● CONSIGNE DONNÉE A:
Réécrivez l'extrait de l'arrêt de la cour d'appel, de « Madame X... a » à « et 15 jours. », en substituant « ambulancier » à « conducteur de véhicule sanitaire ».
● CONSIGNE DONNÉE B:
Répondez aux questions suivantes d'après l'arrêt de la cour d'appel :
(i) Quelle juridiction a rendu la décision frappée d'appel ?
(ii) À quelle date l'audience publique s'est-elle tenue ?
(iii) Quel volume horaire mensuel prévoyait le contrat conclu le 1er octobre 2003 ?
● CONSIGNE DONNÉE C:
Rédigez la suite de l'arrêt de la cour d'appel, à partir de sa dernière phrase.

RG No 07 / 02071
COUR D'APPEL DE GRENOBLE
CHAMBRE SOCIALE
ARRET DU LUNDI 19 MAI 2008
Appel d'une décision (No RG 06 / 00008)
rendue par le Conseil de Prud'hommes de VALENCE
en date du 15 mai 2007
suivant déclaration d'appel du 30 Mai 2007
APPELANTE :
Madame Fabienne X...
...
Représentée par Me DERBEL (avocat au barreau de VALENCE) substitué par Me CABROL (avocat au barreau de VALENCE)
INTIMEE :
La S. A. R. L. TAXIS DE LA TOUR prise en la personne de sa gérante, Madame B..., en exercice, domicilié en cette qualité audit siège
Les Volonteux
Route de Montmeyran
26760 BEAUMONT LES VALENCE
Représentée par Madame B... (Gérante) assistée par Me Alain BALSAN (avocat au barreau de VALENCE)
COMPOSITION DE LA COUR :
LORS DES DEBATS ET DU DELIBERE :
Monsieur Jean- François GALLICE, Conseiller, faisant fonction de Président,
Monsieur Bernard VIGNY, Conseiller,
Madame Hélène COMBES, Conseiller,
Assistés lors des débats de Madame Simone VERDAN, Greffier.
DEBATS :
A l'audience publique du 01 Avril 2008,
Les parties ont été entendues en leurs conclusions et plaidoirie (s).
Puis l'affaire a été mise en délibéré au 19 Mai 2008.
L'arrêt a été rendu le 19 Mai 2008.
Madame X... a conclu les contrats de travail suivants :
1o) le 16 mai 1996 avec la S. A. R. L. Ambulance Beaumontoise, en qualité de conducteur de véhicule sanitaire, à raison de 20 heures hebdomadaires. Le gérant de cette Société est Monsieur B....
2o) le 1er avril 1998 avec la S. A. R. L. AMBULANCE BEAUMONTOISE, en la même qualité, à raison de 10 heures hebdomadaires. Le contrat mentionne que le salarié a une ancienneté de 2 ans et 15 jours.
3o) le 1er avril 1998, avec la S. A. R. L. Taxis de la Tour, en qualité de conducteur de véhicule à raison de 10 heures hebdomadaires. Le gérant de cette Société est Madame B..., épouse du gérant de la S. A. R. L. Amublance Beaumontoise. Le contrat mentionne la même ancienneté pour la salariée que le contrat précédent.
Ces trois contrats de travail mentionnaient qu'ils étaient régis pendant la Convention Collective des Transports Routiers et Activités Auxiliaires de Transports.
4o) le 1er octobre 2003, avec la S. A. R. L. Taxis de la Tour, en qualité de chauffeur de taxi, à raison de 152 heures mensuelles. Le contrat mentionnait que l'ancienneté de la salariée avait commencé à la date du 16 mars 1996.

● JEU DE DONNÉES:
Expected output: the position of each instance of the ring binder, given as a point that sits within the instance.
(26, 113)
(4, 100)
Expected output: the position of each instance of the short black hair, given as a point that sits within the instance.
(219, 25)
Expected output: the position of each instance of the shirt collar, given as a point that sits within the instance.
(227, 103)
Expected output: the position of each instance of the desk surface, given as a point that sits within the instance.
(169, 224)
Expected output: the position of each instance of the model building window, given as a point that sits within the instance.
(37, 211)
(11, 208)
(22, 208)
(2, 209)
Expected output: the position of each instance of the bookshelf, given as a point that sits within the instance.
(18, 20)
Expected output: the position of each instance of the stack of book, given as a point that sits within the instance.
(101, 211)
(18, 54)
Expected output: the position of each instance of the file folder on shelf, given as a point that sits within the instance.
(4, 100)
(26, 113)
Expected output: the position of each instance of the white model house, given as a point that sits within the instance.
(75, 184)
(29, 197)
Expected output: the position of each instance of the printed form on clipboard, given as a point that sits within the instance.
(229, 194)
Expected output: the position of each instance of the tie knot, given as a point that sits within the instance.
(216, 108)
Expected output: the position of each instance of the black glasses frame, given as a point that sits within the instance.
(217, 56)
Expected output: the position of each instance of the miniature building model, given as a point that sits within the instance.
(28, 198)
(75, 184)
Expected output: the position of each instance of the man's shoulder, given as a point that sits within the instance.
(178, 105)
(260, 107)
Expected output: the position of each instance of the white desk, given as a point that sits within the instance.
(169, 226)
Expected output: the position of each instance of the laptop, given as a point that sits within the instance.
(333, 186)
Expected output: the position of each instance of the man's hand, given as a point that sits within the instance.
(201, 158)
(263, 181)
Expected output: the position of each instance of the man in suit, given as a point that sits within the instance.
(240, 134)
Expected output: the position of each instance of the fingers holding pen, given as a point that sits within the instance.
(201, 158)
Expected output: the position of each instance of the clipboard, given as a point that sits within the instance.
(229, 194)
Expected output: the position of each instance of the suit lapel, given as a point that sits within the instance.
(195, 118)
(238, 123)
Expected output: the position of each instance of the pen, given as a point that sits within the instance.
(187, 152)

● RÉPONSE ATTENDUE A:
Madame X... a conclu les contrats de travail suivants :
1o) le 16 mai 1996 avec la S. A. R. L. Ambulance Beaumontoise, en qualité de ambulancier, à raison de 20 heures hebdomadaires. Le gérant de cette Société est Monsieur B....
2o) le 1er avril 1998 avec la S. A. R. L. AMBULANCE BEAUMONTOISE, en la même qualité, à raison de 10 heures hebdomadaires. Le contrat mentionne que le salarié a une ancienneté de 2 ans et 15 jours.

● RÉPONSE ATTENDUE B:
(i) Le Conseil de Prud'hommes de Valence.
(ii) Le 1er avril 2008.
(iii) 152 heures mensuelles.

● RÉPONSE ATTENDUE C:
Le contrat précisait que la salariée sera amenée à accomplir des missions pour la S. A. R. L. Amublance Beaumontoise, dans le cadre d'une convention passée entre les deux sociétés pour le prêt de main-d'oeuvre sans but lucratif. Cette convention a été signée le 1er octobre 2003.
Madame X... a démissionné de la S. A. R. L. Taxi de la Tour, le 21 octobre 2005, avec effet au 28 octobre 2005.
Elle a saisi le Conseil de Prud'hommes de Valence de différentes demandes (frais de formation, indemnité de repas, dimanches travaillés, heures supplémentaires...)
Le Conseil de Prud'hommes de Valence, par jugement du 15 mai 2007, l'a déboutée de toutes ses demandes mais a donné acte à la S. A. R. L. Taxi de la Tour qu'elle reconnaissait devoir à Madame X... 2, 88 € à titre de régularisation des astreintes et congés payés.
Ayant relevé appel, Madame X... demande :
-de dire que son emploi était ambulancière
-1. 676, 40 € à titre de frais de formation exposés en 2005
-1. 218, 00 € à titre d'indemnités de repas (de 2002 à 2005)
-2. 244, 00 € à titre des dimanches travaillés (de 2002 à 2005)
-224, 40 € à titre de congés payés afférents.
-1. 985, 50 € à titre de jours fériés travaillés (de 2002 à 2005)
-198, 55 € à titre des congés payés afférents
-28. 611, 75 € à titre d'heures supplémentaires (de 2002 à 2005)
-2. 861, 17 € à titre des congés payés afférents
-4. 056, 50 € à titre de jours de récupération non payés (de 2002 à 2005)
-405, 65 € à titre des congés payés afférents
-la fourniture, sous astreinte, des feuilles de route
-2. 500, 00 € à titre de l'article 700 du Code de Procédure Civile.
Elle expose que :
- les époux B... ont deux sociétés : Monsieur B... gère la S. A. R. L. Ambulances Beaumontoise, son épouse la S. A. R. L. Taxis de la Tour.
- elle a travaillé pour ces deux sociétés de 1989 à 1996, comme intérimaire. Un contrat à durée indéterminée a été conclu le 16 mars 1996 avec la S. A. R. L. Ambulance Beaumontoise comme conducteur de véhicule sanitaire.
Le 1er avril 1998, elle a conclu un contrat à durée indéterminée, à temps partiel avec chacune des sociétés :
- comme conducteur de véhicule sanitaire avec la S. A. R. L. Ambulance Beaumontoise 10 heures par semaine
- comme conducteur de véhicule avec la Société Taxi de la Tour 10 heures par semaine.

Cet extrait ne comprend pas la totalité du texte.